Stated goal: Locate the line that contains "[mask] outline wave". Copy it and every following line through the end of the records, exactly, and include nothing else.

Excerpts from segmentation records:
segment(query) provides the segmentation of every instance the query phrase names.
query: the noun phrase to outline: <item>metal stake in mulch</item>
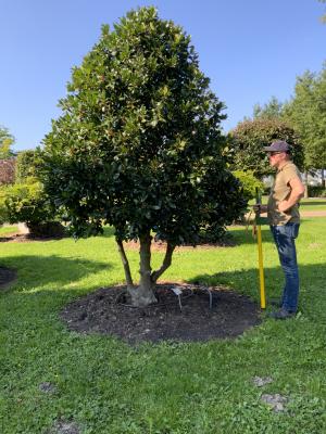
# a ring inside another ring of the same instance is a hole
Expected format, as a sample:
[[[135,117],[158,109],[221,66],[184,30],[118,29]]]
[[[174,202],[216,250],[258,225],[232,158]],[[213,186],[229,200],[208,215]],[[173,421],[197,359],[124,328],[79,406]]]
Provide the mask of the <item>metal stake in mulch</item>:
[[[183,294],[183,291],[181,291],[178,286],[173,286],[173,288],[171,289],[171,291],[173,291],[173,292],[175,293],[175,295],[178,297],[179,308],[180,308],[180,311],[183,311],[183,304],[181,304],[181,294]]]
[[[206,291],[209,293],[209,296],[210,296],[210,309],[212,309],[212,307],[213,307],[213,294],[212,294],[212,291],[208,286],[200,286],[200,289],[204,290],[204,291]],[[179,286],[173,286],[173,288],[171,288],[171,291],[178,297],[179,308],[180,308],[180,311],[183,311],[183,303],[181,303],[183,289],[180,289]],[[192,289],[190,289],[190,291],[193,292]]]

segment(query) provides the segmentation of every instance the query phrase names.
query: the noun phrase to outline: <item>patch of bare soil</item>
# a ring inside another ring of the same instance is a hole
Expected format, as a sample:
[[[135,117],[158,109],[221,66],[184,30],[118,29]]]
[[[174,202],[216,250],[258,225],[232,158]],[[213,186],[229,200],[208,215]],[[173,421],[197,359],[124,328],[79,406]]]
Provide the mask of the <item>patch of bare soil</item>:
[[[16,272],[7,267],[0,267],[0,290],[5,290],[16,278]]]
[[[178,297],[172,289],[179,289]],[[131,307],[125,286],[102,288],[71,303],[61,312],[68,329],[103,333],[135,344],[142,341],[200,342],[235,337],[259,324],[260,309],[243,295],[222,289],[190,284],[159,284],[159,303]]]

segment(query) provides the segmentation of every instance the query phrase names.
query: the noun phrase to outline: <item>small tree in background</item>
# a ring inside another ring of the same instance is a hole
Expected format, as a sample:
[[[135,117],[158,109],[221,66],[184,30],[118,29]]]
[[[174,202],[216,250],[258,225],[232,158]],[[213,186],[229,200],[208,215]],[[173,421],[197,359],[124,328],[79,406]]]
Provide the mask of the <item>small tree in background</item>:
[[[45,139],[46,191],[75,237],[113,225],[134,305],[153,288],[176,245],[224,227],[244,206],[226,170],[223,104],[200,72],[190,38],[154,8],[129,12],[73,71],[62,116]],[[151,269],[152,232],[167,242]],[[140,241],[135,286],[123,241]]]
[[[16,176],[17,183],[24,183],[27,180],[37,179],[37,167],[41,163],[40,150],[21,151],[16,157]]]
[[[275,140],[285,140],[291,146],[294,163],[303,166],[303,151],[294,129],[278,118],[244,120],[229,132],[227,154],[233,170],[251,170],[261,179],[273,174],[263,148]]]
[[[0,126],[0,159],[7,159],[15,156],[11,146],[13,145],[15,139],[9,132],[9,129]]]
[[[283,103],[278,101],[276,97],[272,97],[271,100],[264,104],[254,104],[253,106],[253,118],[254,119],[275,119],[280,118],[283,114]]]
[[[305,170],[326,168],[326,67],[319,74],[305,72],[297,78],[294,94],[285,104],[284,117],[304,145]]]

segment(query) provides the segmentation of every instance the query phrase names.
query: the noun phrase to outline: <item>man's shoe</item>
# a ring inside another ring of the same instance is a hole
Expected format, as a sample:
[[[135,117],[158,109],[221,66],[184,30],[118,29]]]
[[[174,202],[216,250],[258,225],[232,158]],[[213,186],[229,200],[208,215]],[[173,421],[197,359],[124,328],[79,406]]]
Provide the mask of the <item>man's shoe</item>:
[[[296,316],[296,312],[281,308],[275,312],[269,314],[268,316],[274,319],[288,319],[293,318]]]
[[[281,307],[281,301],[277,299],[277,298],[272,298],[269,299],[267,303],[269,303],[269,305],[275,306],[275,307]]]

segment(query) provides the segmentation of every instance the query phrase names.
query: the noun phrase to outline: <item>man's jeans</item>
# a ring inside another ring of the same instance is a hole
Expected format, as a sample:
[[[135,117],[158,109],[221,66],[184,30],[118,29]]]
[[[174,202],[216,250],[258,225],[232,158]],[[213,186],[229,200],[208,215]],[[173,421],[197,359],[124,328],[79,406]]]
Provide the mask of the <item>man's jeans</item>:
[[[299,224],[271,226],[271,231],[278,251],[279,261],[286,282],[283,292],[281,307],[288,311],[297,311],[299,296],[299,272],[294,239],[299,234]]]

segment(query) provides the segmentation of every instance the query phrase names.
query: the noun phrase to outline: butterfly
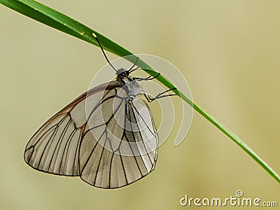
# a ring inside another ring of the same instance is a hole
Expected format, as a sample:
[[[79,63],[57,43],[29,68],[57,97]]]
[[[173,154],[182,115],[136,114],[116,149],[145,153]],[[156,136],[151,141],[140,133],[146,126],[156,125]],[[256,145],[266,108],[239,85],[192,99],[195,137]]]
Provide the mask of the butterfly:
[[[49,119],[28,142],[24,158],[41,172],[117,188],[155,169],[158,136],[148,107],[153,99],[139,79],[130,76],[138,69],[133,69],[138,58],[130,69],[115,69],[92,34],[116,80],[88,90]]]

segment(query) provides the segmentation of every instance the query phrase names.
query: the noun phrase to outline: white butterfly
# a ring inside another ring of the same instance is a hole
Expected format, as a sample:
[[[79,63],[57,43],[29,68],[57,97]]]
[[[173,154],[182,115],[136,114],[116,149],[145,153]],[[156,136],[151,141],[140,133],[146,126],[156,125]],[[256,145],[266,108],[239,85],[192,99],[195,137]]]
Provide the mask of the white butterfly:
[[[91,89],[48,120],[28,142],[25,162],[102,188],[122,187],[151,172],[158,137],[150,100],[130,76],[135,64],[118,69],[116,80]]]

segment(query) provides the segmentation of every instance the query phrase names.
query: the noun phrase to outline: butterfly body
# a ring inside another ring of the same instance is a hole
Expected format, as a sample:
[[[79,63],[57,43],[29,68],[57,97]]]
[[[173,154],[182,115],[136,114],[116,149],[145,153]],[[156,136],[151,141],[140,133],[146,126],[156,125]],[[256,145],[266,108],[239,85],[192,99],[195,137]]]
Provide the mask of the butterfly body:
[[[25,162],[102,188],[151,172],[158,134],[142,88],[129,74],[118,69],[116,80],[85,92],[48,120],[27,144]]]

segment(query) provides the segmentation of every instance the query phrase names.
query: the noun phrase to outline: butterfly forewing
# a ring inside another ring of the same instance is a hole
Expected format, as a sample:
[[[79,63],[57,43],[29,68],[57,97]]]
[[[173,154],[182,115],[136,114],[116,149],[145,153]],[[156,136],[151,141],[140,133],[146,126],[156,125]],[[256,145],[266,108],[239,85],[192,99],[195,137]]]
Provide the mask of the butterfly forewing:
[[[29,141],[26,162],[104,188],[150,173],[158,144],[153,118],[142,94],[130,101],[118,96],[122,86],[113,81],[94,88],[55,115]]]

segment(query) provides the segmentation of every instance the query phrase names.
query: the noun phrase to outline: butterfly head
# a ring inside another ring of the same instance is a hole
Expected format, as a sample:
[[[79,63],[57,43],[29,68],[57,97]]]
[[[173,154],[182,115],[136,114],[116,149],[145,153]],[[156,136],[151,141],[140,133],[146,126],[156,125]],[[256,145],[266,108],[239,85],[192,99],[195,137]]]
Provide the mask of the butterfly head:
[[[117,70],[117,76],[120,79],[128,77],[130,76],[130,71],[126,70],[123,68],[118,69]]]

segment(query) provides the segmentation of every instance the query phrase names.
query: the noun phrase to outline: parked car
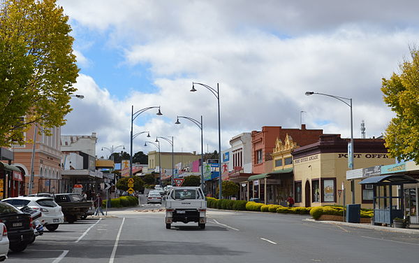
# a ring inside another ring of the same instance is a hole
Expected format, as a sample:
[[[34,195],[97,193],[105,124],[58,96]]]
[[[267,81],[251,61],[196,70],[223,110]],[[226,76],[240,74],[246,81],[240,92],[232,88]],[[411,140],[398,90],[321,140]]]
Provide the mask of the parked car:
[[[9,241],[7,237],[7,228],[6,225],[0,222],[0,231],[3,230],[3,234],[0,236],[0,261],[4,261],[7,258],[8,252]]]
[[[147,204],[160,203],[161,204],[161,196],[158,192],[149,192],[147,197]]]
[[[50,231],[54,231],[64,222],[64,215],[53,199],[50,197],[19,197],[3,199],[13,206],[21,208],[25,206],[42,213],[38,220]]]
[[[34,239],[31,215],[24,213],[15,206],[1,201],[0,221],[6,225],[7,229],[9,248],[13,252],[24,250]]]

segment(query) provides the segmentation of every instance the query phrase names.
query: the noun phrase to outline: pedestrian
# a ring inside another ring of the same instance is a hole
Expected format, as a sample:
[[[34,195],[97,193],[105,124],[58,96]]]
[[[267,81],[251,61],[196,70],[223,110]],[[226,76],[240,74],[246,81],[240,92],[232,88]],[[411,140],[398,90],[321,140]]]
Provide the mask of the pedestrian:
[[[286,201],[288,202],[288,206],[289,207],[293,207],[294,206],[294,199],[293,197],[291,197],[291,196],[288,196],[288,199],[286,199]]]
[[[102,215],[105,215],[105,214],[103,213],[103,211],[102,210],[102,197],[101,197],[100,194],[98,194],[96,195],[96,198],[94,201],[94,205],[96,208],[96,210],[94,211],[94,215],[98,215],[99,214],[99,212],[102,213]]]

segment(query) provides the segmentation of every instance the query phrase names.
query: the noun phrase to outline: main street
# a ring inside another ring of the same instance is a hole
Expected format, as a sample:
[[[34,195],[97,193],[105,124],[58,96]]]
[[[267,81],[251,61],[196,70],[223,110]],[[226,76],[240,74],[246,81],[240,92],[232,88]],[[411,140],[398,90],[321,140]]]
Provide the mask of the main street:
[[[210,210],[204,230],[164,224],[160,205],[45,231],[8,262],[417,262],[419,234],[324,224],[307,216]]]

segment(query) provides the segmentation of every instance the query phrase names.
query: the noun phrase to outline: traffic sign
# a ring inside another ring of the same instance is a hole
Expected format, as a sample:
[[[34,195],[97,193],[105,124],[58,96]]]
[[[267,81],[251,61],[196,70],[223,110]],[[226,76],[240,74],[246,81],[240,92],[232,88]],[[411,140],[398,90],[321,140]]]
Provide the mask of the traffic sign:
[[[183,183],[183,181],[184,180],[184,179],[181,179],[181,178],[176,178],[174,179],[175,180],[175,185],[176,185],[176,186],[181,186],[182,184]]]

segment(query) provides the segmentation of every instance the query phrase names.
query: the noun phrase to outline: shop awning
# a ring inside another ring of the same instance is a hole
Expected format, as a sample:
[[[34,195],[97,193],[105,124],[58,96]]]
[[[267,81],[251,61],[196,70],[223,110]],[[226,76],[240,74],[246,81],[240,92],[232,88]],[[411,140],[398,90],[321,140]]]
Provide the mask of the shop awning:
[[[251,181],[251,180],[254,180],[263,179],[263,178],[265,178],[266,177],[267,177],[269,176],[274,175],[274,174],[292,173],[293,170],[293,168],[288,168],[288,169],[286,169],[271,171],[270,173],[256,174],[254,176],[249,176],[247,178],[247,180],[248,181]]]
[[[0,162],[0,170],[9,170],[15,171],[20,171],[20,169],[14,165],[10,165],[5,164],[3,162]]]
[[[404,174],[388,174],[385,176],[372,176],[360,181],[360,185],[374,185],[380,183],[416,183],[418,180]]]

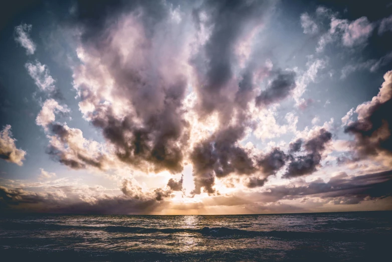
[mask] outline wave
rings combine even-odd
[[[360,241],[363,239],[386,237],[384,234],[358,231],[254,231],[225,227],[202,228],[158,228],[140,226],[92,226],[61,225],[45,223],[23,223],[9,222],[0,223],[0,227],[6,230],[52,230],[77,229],[82,230],[102,230],[110,233],[151,234],[162,233],[175,234],[189,232],[200,233],[210,237],[267,237],[284,239],[323,239],[336,241]]]

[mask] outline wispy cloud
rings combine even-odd
[[[26,50],[27,55],[33,55],[37,48],[29,35],[33,26],[31,25],[21,24],[15,27],[15,41]]]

Correct response:
[mask] outline wave
rings combine even-odd
[[[360,241],[363,239],[386,237],[384,234],[358,231],[254,231],[225,227],[202,228],[158,228],[140,226],[92,226],[61,225],[45,223],[23,223],[9,222],[0,223],[0,227],[6,230],[52,230],[77,229],[82,230],[102,230],[110,233],[151,234],[162,233],[175,234],[189,232],[200,233],[210,237],[267,237],[284,239],[323,239],[336,241]]]

[mask] outline wispy cloud
rings combine even-odd
[[[26,50],[27,55],[33,55],[37,48],[29,35],[33,26],[31,25],[21,24],[15,27],[15,41]]]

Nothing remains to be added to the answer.